## What is required:
Identify each line in the data below that contains the string "water" and copy those lines. Matches are case-sensitive.

## Data shown:

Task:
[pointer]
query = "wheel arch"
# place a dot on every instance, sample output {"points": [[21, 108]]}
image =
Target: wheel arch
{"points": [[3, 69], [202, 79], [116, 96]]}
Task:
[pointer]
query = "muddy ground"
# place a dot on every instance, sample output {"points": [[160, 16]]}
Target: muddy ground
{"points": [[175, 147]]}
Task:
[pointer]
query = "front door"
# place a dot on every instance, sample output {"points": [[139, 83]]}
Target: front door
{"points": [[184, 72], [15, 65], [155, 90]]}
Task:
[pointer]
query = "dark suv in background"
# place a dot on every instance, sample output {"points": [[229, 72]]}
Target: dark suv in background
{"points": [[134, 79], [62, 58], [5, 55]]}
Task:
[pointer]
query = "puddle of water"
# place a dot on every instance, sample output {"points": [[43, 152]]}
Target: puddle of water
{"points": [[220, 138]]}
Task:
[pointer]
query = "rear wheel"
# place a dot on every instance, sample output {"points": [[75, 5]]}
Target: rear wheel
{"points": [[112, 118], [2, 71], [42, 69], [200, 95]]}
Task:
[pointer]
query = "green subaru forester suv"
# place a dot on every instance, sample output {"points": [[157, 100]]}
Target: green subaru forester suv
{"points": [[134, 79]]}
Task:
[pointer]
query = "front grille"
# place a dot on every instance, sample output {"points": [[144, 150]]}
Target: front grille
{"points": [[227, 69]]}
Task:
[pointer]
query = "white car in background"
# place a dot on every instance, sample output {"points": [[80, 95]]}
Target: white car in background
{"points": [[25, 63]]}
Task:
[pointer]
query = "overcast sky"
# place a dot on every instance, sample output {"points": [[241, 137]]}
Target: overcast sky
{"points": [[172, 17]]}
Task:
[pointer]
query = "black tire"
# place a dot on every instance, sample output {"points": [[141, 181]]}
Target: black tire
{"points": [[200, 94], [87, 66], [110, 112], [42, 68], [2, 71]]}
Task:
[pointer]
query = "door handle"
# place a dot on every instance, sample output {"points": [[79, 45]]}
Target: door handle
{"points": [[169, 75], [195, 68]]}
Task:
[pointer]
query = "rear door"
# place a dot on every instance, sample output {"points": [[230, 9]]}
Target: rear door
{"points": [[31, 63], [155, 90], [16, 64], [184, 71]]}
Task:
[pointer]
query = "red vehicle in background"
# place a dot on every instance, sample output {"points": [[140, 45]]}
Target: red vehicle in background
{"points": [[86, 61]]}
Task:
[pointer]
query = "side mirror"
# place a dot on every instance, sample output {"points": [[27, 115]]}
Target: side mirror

## Task output:
query = "puddle of water"
Target: puddle of water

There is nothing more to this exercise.